_INPUT_
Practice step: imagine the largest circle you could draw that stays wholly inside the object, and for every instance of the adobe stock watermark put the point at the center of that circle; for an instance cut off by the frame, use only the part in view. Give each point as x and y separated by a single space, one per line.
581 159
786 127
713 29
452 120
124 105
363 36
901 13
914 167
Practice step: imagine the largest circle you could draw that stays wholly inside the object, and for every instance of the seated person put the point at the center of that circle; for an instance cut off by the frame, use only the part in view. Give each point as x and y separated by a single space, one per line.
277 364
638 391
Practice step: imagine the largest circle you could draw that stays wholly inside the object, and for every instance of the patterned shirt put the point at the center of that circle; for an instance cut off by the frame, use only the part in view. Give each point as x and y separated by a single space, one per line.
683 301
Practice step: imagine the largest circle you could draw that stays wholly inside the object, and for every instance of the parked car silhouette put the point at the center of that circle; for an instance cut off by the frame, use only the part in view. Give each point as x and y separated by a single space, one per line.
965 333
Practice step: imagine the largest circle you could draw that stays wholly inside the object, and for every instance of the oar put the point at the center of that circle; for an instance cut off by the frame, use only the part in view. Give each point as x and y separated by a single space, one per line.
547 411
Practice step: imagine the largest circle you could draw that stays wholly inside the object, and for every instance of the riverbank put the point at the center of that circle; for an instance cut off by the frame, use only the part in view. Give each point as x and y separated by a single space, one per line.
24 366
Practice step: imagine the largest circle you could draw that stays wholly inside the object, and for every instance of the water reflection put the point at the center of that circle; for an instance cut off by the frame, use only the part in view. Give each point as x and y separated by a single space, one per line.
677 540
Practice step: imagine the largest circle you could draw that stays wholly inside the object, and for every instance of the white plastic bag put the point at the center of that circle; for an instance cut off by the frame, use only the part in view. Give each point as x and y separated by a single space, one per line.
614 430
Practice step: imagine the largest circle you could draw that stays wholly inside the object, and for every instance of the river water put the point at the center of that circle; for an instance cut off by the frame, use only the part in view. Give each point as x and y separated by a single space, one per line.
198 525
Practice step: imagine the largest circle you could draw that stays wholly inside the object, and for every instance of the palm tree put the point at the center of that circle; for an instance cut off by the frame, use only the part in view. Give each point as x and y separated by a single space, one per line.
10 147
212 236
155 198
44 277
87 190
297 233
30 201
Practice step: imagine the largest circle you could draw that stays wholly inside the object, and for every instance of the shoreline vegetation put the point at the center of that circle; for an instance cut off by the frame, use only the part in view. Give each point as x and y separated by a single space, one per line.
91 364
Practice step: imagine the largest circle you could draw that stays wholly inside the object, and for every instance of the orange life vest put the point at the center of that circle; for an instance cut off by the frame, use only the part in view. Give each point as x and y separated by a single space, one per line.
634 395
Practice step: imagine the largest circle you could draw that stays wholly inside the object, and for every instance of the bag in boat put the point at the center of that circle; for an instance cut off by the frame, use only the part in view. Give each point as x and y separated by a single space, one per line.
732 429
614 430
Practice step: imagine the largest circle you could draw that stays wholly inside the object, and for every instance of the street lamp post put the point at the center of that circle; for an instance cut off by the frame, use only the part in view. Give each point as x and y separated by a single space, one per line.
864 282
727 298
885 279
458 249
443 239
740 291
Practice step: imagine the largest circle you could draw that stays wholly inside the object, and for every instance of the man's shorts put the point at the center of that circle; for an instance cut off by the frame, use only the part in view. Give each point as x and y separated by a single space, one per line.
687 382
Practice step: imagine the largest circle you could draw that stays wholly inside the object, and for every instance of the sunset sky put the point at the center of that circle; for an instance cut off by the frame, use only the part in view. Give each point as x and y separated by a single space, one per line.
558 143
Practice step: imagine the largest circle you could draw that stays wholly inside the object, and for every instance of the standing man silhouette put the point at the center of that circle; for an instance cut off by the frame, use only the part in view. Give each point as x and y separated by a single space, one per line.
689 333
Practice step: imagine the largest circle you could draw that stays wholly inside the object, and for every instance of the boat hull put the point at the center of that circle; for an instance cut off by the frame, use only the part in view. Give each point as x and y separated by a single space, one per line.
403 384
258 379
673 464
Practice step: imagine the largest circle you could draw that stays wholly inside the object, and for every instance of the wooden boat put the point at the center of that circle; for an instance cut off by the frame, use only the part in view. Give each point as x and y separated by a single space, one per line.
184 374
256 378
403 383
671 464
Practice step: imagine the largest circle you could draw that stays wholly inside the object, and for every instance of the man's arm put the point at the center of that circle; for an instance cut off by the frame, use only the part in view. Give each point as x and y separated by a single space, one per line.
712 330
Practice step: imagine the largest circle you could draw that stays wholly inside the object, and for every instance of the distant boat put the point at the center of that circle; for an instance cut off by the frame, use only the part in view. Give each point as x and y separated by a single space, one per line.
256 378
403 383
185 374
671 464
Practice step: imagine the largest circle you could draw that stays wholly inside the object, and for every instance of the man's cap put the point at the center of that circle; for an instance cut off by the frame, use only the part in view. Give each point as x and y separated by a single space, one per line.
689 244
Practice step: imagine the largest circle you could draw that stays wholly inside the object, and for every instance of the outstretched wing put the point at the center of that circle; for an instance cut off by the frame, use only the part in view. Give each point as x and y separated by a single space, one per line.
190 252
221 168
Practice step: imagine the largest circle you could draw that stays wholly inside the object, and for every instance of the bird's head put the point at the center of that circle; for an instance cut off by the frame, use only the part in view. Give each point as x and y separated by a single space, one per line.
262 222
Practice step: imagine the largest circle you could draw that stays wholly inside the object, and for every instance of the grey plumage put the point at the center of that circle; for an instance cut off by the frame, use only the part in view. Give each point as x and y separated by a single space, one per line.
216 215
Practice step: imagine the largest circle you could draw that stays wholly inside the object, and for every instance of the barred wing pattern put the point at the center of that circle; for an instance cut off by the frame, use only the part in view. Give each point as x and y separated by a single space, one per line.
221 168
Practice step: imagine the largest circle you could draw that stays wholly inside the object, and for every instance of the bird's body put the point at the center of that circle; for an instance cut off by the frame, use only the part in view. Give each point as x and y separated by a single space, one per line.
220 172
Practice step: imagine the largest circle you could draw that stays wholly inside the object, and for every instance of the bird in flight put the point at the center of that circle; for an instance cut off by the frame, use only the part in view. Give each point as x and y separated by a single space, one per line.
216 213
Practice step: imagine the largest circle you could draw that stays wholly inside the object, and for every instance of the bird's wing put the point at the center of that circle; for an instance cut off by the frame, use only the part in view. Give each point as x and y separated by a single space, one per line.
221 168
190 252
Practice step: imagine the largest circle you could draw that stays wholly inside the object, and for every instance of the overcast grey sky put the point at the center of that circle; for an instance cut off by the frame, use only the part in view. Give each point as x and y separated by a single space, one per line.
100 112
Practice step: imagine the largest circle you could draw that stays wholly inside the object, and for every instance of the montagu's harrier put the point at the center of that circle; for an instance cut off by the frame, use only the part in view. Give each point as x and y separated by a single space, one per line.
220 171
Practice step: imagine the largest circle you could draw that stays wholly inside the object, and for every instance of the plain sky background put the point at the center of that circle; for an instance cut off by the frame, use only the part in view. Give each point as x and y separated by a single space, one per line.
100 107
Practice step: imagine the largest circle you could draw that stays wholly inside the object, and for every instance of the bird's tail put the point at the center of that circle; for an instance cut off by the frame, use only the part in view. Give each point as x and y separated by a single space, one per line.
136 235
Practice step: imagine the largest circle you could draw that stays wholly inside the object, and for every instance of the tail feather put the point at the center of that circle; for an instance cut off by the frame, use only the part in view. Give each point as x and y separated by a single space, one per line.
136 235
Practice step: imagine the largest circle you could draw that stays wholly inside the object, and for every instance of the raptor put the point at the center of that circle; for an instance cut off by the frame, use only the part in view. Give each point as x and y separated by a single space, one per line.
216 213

_SHORT TASK_
Reproduce the listing shown above in its entirety, exactly.

_RESULT FOR THIS EXERCISE_
Practice step: imagine the largest circle you could draw that stays wholly inside the object, and for every instance of the adobe stock watermark put the point at the center of that circle; for an instance cut off by the frame, use only the part in view. Give each point as x and y separated by a single space, one per line.
581 159
786 127
713 29
452 120
124 105
363 36
901 13
914 167
Practice step: imagine the largest circle you could draw that stays wholly inside the object, and for every instance of the seated person put the point at the center of that circle; for an instance cut off by the frame, use only the part in view. Give each point as x and y separated by a single space, one per line.
277 364
638 391
Practice step: imagine the largest circle you could draw that stays wholly inside the object, and for every instance of the patterned shirt put the point at the center of that circle; for an instance cut off by the frame, use only the part in view. Give each point as x and y separated by a single space, one per line.
683 301
Practice step: imagine the largest circle you could draw that stays wholly inside the object, and for every instance of the parked car silhouette put the point at the center of that circle; for an instance cut off by the frame, use only the part in view. Give each point as x and y separated by a single space, one per line.
965 333
Practice step: imagine the largest circle you could draw that stays wholly inside the object, and for every instance of the oar put the point at the center of that circle; for an instance cut off by the frame, use only the part in view. Give each point as x and y separated by a single space, one per line.
547 411
Practice step: imagine the largest circle you could draw that stays wholly inside the object, and for every instance of the riverbank put the point at the center of that circle; for an instance cut off by the frame, use only the part in view. Give each point as x and y separated by a single space, one per line.
24 366
Practice step: imagine the largest circle you could draw that stays wholly inside the object, and for every instance of the water reflection put the point at the center of that circle; for an instance cut off by the frame, use only the part in view. Give each point as x and y separated by a single space, one per line.
677 540
Practice step: imagine the largest circle you could draw that stays wholly inside the object, and for every instance of the white plastic bag put the point at the center of that circle; for an instance cut off by the frame, use only the part in view. Give each point as x and y separated by a single space, one per line.
614 430
Practice step: imagine the largest circle you could draw that stays wholly inside the object, and for every instance of the river water put the point at the center of that circle; for an instance cut off by the frame, use only the part in view. Give each point as x and y separated by a single space, one per line.
198 525
Practice step: imagine the largest circle you could draw that stays wholly inside the object, and for every instance of the palm tree put the point at the center of that circle; for an instance cut off by the frame, use only the part in view. Give each point as x and y separated by a single space, one per line.
10 147
212 236
155 198
44 277
87 190
297 233
30 201
Practice step: imagine the largest circle you could draw that stays wholly inside the object, and for every instance of the shoreline vegetation put the point at the center of that circle; for an instance cut off by the frame, use only the part in view. Give each point as x and y separated by a single space, one per line.
91 364
Practice step: imagine the largest circle you could draw that stays wholly inside the object, and for every instance of the orange life vest put the point at the center of that circle; for an instance cut off by the frame, use only the part in view. Give each point as x and y separated by a single space, one per line.
634 395
Practice step: imagine the largest circle you could draw that stays wholly inside the object, and for every instance of the bag in boat put the point at the center of that circle; for an instance cut off by the frame, use only the part in view. Give each point as x and y separated by a single space, one per line.
732 429
614 430
Practice step: imagine the largest circle you could draw that stays wholly inside the object, and for every instance of the street lamp post put the point at the center of that circle; for an instance cut off by the frame, use only the part in view. Give each point as x and y separated by a single space, one per line.
864 282
727 298
885 279
458 249
443 239
740 291
Practice step: imagine the largest circle you could draw that stays wholly inside the object, and for every instance of the man's shorts put the point at the center of that circle; for an instance cut off by the frame, use only the part in view. Give each point as x and y separated by a single space, one per line.
687 382
Practice step: imagine the largest circle you could draw that stays wholly inside the object, and for every instance of the sunset sky put the point at the center of that circle; for an instance cut off by the frame, use only the part in view. Give each point as x and y separated by a single space, one per line.
558 143
Practice step: imagine the largest circle you could draw that stays wholly inside the object, and for every instance of the standing man silhouette put the point at the center of that circle; for an instance cut off by the frame, use only the part in view. Give each point as x and y separated by a single space, one per line.
689 333
Practice step: imagine the largest circle you could draw that stays wholly inside the object, and for every instance of the boat hull put the point at the center of that circle; for an instance cut off by the frame, use only the part in view. Give each point as x and y separated by a single space, one per line.
403 384
258 379
673 464
Practice step: imagine the largest circle you could draw that stays wholly inside the object, and for every instance of the wooden boat put the point at the center of that circle; for an instance cut off by the frame, use only the part in view. Give each point as x and y separated by a single space, one per line.
184 374
256 378
403 383
671 464
Practice step: imagine the largest circle you could draw that stays wholly inside the object, and for every instance of the man's arm put the point at the center of that circle; for an instance cut off by the frame, use only the part in view. Give each point as x and y separated by a single space, one per line.
712 330
Practice step: imagine the largest circle you could draw that stays wholly inside the object, and for every instance of the distant boat put the point at the center of that circle; for an instance cut off by the frame, use only the part in view. Give each point as x and y separated by a single space, one per line.
256 378
403 383
185 374
671 464
Practice step: imagine the largest circle you could draw that stays wholly inside the object, and for every instance of the man's cap put the point at the center of that circle; for an instance cut off by the frame, use only the part in view. Give each point as x and y separated by a single space, one per line.
689 244
Practice step: imagine the largest circle you could draw that stays wholly inside the object, and for every instance of the outstretched wing put the point at the center of that circle; for an instance cut off by the frame, use only the part in view. Give each point as x and y separated by a single space, one per line.
190 252
221 168
Practice step: imagine the largest circle you could draw that stays wholly inside the object, and for every instance of the bird's head put the point at the center of that circle; for an instance cut off by the frame, use only the part in view. Give each point as x and y separated by a single space, one per line.
262 222
Practice step: imagine the largest circle you could draw that stays wholly inside the object, and for every instance of the grey plumage put the point at the center of that circle; for an instance cut off by the frame, use only the part in view. Give each point as x and y separated by a single space, one per line.
216 215
Practice step: imagine the largest circle you could draw that stays wholly inside the object, and for every instance of the barred wing pattern put the point at the center of that circle; for an instance cut off by the frame, use only the part in view. Give each point as x and y separated by a single space, one per line.
221 168
Practice step: imagine the largest circle you could draw that stays wholly inside the object, and for every instance of the bird's body put the point at the center of that circle; for an instance cut off by the frame, use only the part in view. Give each point as x and y separated by a single space, one per line.
220 172
Practice step: imagine the largest circle you could draw that stays wholly inside the object, and for every instance of the bird in flight put the point at the center of that circle; for an instance cut off by the frame, use only the part in view. Give each point as x and y separated by a single space, one per line.
216 213
Practice step: imagine the largest circle you could draw that stays wholly inside the object, and for every instance of the bird's wing put the point at the center of that circle; for an instance cut off by the frame, use only the part in view. Give each point as x and y separated by a single space, one per line.
221 168
190 252
Practice step: imagine the largest circle you could draw that stays wholly inside the object, and for every instance of the overcast grey sky put the point at the center of that circle; for an instance cut off by the frame, use only the part in view. Give each point as x and y separated by a single space, one per line.
100 112
Practice step: imagine the largest circle you could draw that stays wholly inside the object, and for every instance of the montagu's harrier put the point at the center of that circle; for an instance cut off by the frame, use only the part in view. Give each point as x and y separated by a single space, one per line.
220 171
Practice step: imagine the largest circle you could draw that stays wholly inside the object, and for every instance of the plain sky background put the point at the center of that circle; for an instance cut off by the frame, use only the part in view. Give each point as x and y separated by a single space, one per line.
100 107
Practice step: imagine the largest circle you could draw that stays wholly inside the object, and for every instance of the bird's tail put the point at the center of that circle; for an instance cut off by the frame, use only the part in view. Give each point as x and y separated by a single space, one per line.
136 235
Practice step: imagine the largest circle you could draw that stays wholly inside the object, and for every instance of the tail feather put the point at the center of that circle; for an instance cut off by the frame, use only the part in view. Give each point as x and y separated by a single space, one per line.
136 235
Practice step: imagine the largest circle you could draw that stays wholly inside the object, and for every instance of the raptor put the point at the center of that circle; for an instance cut off by the frame, use only the part in view. Give each point as x and y separated by a single space, one per line.
216 213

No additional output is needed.